**DATA PROVIDED:**
%%
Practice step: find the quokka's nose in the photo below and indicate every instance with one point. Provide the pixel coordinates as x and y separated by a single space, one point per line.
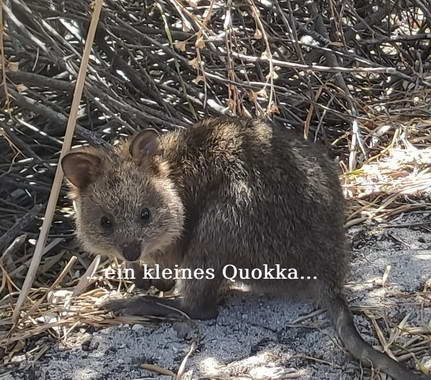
132 251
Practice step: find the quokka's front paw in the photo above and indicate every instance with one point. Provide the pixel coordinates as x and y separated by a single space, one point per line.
144 306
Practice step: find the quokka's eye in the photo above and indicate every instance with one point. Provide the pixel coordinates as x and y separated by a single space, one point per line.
145 215
106 222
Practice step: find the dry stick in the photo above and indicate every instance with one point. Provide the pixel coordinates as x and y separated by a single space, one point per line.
56 186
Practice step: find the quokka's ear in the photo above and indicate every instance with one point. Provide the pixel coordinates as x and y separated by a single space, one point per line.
145 143
81 167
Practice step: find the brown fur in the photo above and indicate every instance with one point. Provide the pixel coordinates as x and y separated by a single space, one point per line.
226 191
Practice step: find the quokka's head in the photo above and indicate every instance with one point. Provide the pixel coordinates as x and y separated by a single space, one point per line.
126 205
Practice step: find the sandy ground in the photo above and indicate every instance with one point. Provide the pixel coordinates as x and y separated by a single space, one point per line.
251 337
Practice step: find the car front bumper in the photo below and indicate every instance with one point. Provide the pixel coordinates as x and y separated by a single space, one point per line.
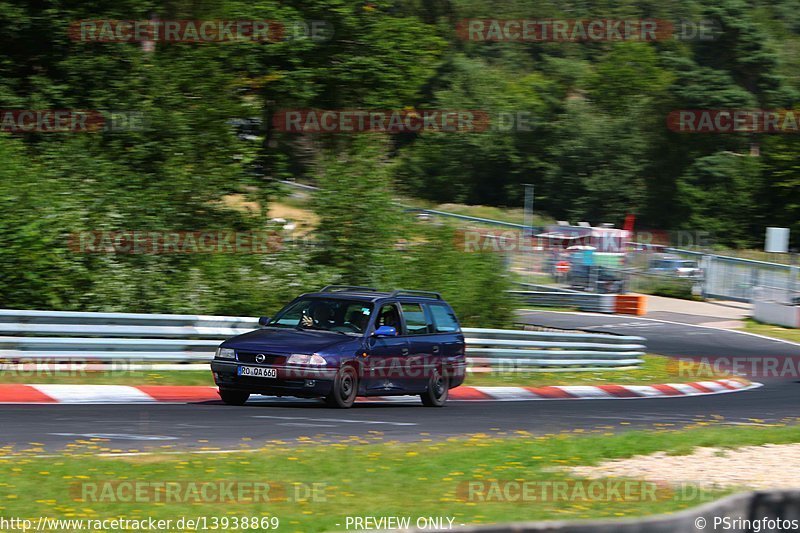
290 381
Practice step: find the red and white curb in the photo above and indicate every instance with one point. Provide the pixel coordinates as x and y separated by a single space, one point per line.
123 394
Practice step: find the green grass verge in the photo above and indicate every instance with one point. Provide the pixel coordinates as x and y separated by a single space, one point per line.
656 369
768 330
364 477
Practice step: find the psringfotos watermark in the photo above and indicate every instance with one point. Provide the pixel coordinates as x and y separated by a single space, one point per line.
70 121
734 120
180 491
395 121
198 31
531 30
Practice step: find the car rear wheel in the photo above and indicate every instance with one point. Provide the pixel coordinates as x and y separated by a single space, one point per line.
437 391
345 388
233 397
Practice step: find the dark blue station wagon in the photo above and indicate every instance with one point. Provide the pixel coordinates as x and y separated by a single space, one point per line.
346 341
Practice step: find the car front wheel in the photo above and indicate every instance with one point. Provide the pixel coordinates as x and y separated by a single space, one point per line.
345 388
437 391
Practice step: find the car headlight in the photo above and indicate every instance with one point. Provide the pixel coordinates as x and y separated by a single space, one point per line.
305 359
226 353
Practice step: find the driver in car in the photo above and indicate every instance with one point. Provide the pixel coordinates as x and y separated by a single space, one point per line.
318 315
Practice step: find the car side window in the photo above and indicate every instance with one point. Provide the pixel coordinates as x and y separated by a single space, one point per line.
416 322
389 315
444 320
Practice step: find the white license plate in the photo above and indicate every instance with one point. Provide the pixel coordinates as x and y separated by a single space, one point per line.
258 372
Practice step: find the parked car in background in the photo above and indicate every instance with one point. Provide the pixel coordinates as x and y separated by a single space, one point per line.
343 342
674 266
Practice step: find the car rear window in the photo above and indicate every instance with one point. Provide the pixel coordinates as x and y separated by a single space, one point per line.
444 320
416 323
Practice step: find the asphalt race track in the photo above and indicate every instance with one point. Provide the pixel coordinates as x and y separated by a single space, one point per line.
215 428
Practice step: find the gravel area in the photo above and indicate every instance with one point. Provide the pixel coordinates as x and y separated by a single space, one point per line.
755 467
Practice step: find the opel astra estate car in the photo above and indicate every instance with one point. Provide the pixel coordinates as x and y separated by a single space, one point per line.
346 341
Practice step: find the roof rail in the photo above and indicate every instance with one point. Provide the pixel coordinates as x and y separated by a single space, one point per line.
334 288
408 292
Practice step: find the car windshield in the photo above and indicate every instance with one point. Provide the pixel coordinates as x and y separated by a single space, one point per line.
326 314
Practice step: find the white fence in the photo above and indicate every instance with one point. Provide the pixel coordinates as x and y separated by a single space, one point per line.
28 336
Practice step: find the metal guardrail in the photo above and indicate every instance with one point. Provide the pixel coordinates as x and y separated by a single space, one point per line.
598 303
114 337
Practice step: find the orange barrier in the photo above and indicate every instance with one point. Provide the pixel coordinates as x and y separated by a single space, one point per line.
629 305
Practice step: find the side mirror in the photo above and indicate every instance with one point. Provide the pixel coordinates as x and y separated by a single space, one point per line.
385 331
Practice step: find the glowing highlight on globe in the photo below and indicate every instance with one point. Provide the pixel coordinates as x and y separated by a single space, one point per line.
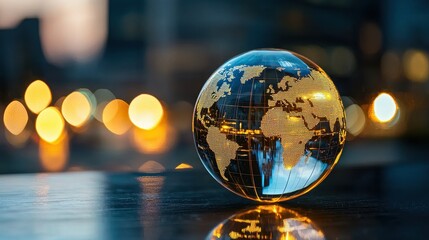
269 125
384 108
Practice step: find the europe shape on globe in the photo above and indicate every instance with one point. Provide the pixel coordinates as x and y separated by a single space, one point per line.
269 125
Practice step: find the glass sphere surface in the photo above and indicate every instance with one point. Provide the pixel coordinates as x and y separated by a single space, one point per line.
269 125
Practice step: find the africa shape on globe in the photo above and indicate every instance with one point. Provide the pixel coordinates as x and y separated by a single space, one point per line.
269 125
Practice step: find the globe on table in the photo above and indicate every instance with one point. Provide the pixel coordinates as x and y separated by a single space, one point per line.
269 125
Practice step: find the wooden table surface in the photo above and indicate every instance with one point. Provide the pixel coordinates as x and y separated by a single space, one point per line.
364 203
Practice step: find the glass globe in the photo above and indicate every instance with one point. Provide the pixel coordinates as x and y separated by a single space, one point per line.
269 125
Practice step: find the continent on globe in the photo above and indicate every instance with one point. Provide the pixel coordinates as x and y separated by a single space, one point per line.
269 125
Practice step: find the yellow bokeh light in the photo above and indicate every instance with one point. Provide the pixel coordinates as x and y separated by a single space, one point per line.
355 118
50 124
37 96
145 111
115 117
76 109
384 108
54 156
416 66
15 117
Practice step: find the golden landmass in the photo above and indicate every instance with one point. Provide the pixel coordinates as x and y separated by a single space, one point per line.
223 148
315 94
251 72
212 94
292 132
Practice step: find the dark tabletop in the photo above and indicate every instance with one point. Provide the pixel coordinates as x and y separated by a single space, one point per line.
353 203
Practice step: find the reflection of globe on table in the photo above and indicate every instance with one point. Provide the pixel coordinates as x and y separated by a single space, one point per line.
267 222
269 125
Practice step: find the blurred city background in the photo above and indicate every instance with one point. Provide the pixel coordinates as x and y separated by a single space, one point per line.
73 72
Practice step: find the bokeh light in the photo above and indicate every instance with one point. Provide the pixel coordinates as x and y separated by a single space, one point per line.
15 117
91 99
416 65
103 97
115 117
37 96
72 30
384 108
145 111
76 109
151 167
355 118
50 124
54 155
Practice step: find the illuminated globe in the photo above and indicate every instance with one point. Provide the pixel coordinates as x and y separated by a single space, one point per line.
269 125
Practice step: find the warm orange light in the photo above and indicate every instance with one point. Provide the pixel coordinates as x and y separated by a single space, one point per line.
37 96
15 117
115 117
151 167
54 156
157 140
145 111
76 109
184 166
50 124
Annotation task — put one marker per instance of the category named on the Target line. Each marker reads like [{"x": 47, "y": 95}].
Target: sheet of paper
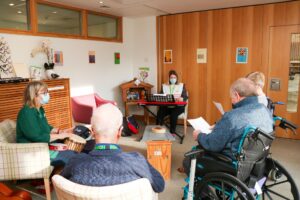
[
  {"x": 162, "y": 95},
  {"x": 200, "y": 124},
  {"x": 219, "y": 107}
]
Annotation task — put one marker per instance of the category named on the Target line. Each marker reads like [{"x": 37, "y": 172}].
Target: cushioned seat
[
  {"x": 82, "y": 107},
  {"x": 23, "y": 161},
  {"x": 139, "y": 189}
]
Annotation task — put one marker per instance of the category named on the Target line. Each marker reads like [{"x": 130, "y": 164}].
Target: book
[
  {"x": 219, "y": 107},
  {"x": 200, "y": 124}
]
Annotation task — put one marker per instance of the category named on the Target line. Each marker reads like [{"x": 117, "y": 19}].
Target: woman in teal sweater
[{"x": 32, "y": 124}]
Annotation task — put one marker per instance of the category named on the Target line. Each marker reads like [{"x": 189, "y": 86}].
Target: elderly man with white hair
[
  {"x": 106, "y": 164},
  {"x": 247, "y": 110}
]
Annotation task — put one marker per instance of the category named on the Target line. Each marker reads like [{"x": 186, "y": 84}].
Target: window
[
  {"x": 42, "y": 18},
  {"x": 102, "y": 26},
  {"x": 52, "y": 19},
  {"x": 14, "y": 14}
]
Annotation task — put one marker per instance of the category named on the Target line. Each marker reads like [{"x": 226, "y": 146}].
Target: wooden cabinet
[
  {"x": 131, "y": 93},
  {"x": 58, "y": 110},
  {"x": 159, "y": 156}
]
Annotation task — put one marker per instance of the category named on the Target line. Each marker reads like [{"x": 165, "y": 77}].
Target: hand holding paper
[
  {"x": 219, "y": 107},
  {"x": 200, "y": 124}
]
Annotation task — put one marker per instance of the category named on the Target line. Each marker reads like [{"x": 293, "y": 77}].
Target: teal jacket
[{"x": 32, "y": 126}]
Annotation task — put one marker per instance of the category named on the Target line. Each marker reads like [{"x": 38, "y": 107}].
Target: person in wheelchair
[{"x": 227, "y": 133}]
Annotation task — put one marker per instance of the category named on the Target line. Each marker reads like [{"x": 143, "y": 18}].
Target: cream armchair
[
  {"x": 23, "y": 161},
  {"x": 139, "y": 189}
]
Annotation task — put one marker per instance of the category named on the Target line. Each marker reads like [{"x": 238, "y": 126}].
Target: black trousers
[{"x": 174, "y": 112}]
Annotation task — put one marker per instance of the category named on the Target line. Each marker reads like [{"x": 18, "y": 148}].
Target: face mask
[
  {"x": 45, "y": 99},
  {"x": 173, "y": 80}
]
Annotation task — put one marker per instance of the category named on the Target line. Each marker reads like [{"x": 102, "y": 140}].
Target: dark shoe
[
  {"x": 41, "y": 189},
  {"x": 37, "y": 182}
]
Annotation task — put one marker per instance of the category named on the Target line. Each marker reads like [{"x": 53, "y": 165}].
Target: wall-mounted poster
[
  {"x": 92, "y": 58},
  {"x": 167, "y": 56},
  {"x": 117, "y": 58},
  {"x": 58, "y": 58},
  {"x": 201, "y": 55},
  {"x": 242, "y": 55}
]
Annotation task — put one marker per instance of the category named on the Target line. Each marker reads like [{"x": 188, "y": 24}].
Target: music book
[
  {"x": 219, "y": 107},
  {"x": 200, "y": 124}
]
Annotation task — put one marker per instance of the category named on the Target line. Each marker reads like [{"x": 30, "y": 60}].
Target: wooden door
[{"x": 280, "y": 78}]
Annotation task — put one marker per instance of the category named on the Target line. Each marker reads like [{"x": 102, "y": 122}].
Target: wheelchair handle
[
  {"x": 193, "y": 153},
  {"x": 259, "y": 131}
]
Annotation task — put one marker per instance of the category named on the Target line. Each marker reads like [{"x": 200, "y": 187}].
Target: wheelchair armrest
[
  {"x": 219, "y": 156},
  {"x": 194, "y": 153}
]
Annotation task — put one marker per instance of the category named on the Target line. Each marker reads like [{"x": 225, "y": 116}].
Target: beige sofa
[
  {"x": 22, "y": 161},
  {"x": 135, "y": 190}
]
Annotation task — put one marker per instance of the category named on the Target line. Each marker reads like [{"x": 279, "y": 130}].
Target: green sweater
[{"x": 32, "y": 126}]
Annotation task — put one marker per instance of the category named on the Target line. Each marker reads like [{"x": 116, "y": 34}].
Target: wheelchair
[{"x": 252, "y": 175}]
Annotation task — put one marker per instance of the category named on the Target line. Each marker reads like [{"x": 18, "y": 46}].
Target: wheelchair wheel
[
  {"x": 280, "y": 184},
  {"x": 220, "y": 185}
]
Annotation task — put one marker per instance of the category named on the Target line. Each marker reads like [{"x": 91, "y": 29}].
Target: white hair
[
  {"x": 106, "y": 120},
  {"x": 244, "y": 87}
]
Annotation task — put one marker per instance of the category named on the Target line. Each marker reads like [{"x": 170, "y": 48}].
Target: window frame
[
  {"x": 33, "y": 16},
  {"x": 119, "y": 26}
]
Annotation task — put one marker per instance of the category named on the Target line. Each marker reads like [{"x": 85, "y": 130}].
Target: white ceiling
[{"x": 142, "y": 8}]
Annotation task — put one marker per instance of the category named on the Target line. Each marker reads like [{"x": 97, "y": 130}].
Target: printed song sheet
[{"x": 200, "y": 124}]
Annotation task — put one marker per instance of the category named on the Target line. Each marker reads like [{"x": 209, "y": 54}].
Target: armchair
[
  {"x": 184, "y": 116},
  {"x": 82, "y": 107},
  {"x": 135, "y": 190},
  {"x": 23, "y": 161}
]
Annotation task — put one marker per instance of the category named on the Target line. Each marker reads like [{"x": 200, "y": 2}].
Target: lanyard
[
  {"x": 172, "y": 89},
  {"x": 106, "y": 147}
]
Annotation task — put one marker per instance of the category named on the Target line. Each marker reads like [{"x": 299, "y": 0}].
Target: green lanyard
[{"x": 172, "y": 89}]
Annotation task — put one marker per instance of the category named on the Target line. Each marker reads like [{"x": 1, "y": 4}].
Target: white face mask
[
  {"x": 45, "y": 98},
  {"x": 173, "y": 80}
]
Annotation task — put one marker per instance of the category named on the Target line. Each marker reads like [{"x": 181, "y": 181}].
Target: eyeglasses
[{"x": 44, "y": 93}]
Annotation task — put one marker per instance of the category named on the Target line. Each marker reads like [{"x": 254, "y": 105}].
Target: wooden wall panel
[
  {"x": 221, "y": 31},
  {"x": 219, "y": 62}
]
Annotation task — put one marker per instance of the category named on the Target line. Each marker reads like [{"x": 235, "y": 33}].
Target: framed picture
[
  {"x": 201, "y": 55},
  {"x": 168, "y": 56},
  {"x": 58, "y": 58},
  {"x": 92, "y": 58},
  {"x": 242, "y": 55}
]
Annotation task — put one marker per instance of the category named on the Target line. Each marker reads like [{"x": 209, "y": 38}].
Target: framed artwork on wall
[
  {"x": 168, "y": 56},
  {"x": 92, "y": 58},
  {"x": 58, "y": 58},
  {"x": 242, "y": 55}
]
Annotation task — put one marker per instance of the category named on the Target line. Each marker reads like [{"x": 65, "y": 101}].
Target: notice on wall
[
  {"x": 168, "y": 56},
  {"x": 201, "y": 55},
  {"x": 92, "y": 58},
  {"x": 58, "y": 58},
  {"x": 242, "y": 55}
]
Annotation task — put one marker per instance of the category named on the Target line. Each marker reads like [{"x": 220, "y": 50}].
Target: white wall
[{"x": 104, "y": 77}]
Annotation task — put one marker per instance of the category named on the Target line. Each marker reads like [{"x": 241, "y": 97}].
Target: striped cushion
[{"x": 8, "y": 131}]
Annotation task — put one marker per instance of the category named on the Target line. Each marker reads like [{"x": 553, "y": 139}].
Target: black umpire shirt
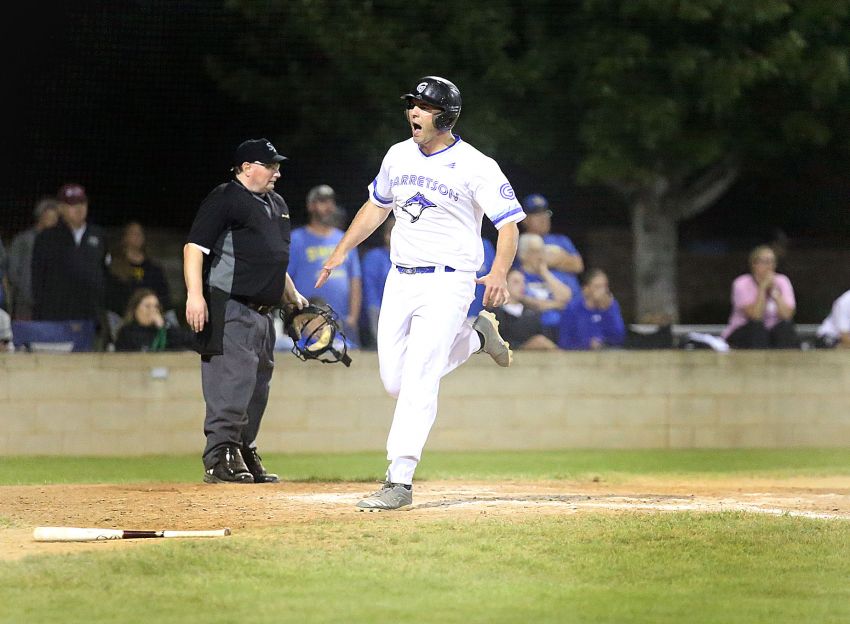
%%
**CHALLENGE:** Which lines in the material above contain "surface"? Show each of them, copied in full.

**COMPLETE RESPONSE:**
Practice step: find the glass sphere surface in the photo above and indicate every instance with one point. Provide the pixel coordinates as x and y separated by a single space, one point per line.
Practice step: find the wooden table surface in the photo above and indicate every instance with one point. Provide the pixel coordinates as x and y separated by a single space, one point per line.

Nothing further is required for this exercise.